[[ Dataset records open ]]

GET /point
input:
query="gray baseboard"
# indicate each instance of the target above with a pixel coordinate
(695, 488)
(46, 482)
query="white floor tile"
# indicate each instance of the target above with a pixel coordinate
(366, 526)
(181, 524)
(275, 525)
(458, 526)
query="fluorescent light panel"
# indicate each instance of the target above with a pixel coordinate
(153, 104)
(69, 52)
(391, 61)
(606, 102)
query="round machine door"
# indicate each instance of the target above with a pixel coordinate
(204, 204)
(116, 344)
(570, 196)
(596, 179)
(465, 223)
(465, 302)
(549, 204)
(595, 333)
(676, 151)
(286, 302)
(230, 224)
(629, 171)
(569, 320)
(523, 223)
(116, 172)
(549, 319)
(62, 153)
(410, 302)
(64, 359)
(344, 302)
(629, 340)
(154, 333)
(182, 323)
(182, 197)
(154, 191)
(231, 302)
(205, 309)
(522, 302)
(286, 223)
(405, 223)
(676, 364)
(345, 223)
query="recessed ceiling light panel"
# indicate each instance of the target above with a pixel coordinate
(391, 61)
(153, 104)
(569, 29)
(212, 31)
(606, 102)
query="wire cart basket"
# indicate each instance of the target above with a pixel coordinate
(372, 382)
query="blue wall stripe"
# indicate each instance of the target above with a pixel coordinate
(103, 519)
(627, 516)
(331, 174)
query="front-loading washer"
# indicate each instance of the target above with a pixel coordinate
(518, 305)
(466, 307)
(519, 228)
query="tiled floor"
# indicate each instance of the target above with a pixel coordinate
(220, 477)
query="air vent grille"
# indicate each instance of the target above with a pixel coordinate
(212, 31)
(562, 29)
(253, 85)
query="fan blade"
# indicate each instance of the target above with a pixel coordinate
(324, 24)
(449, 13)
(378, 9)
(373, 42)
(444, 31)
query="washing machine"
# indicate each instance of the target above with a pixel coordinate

[[ Dataset records closed ]]

**Exercise description**
Find how many lines in the data above include the string "query", and give that number alone.

**Solution**
12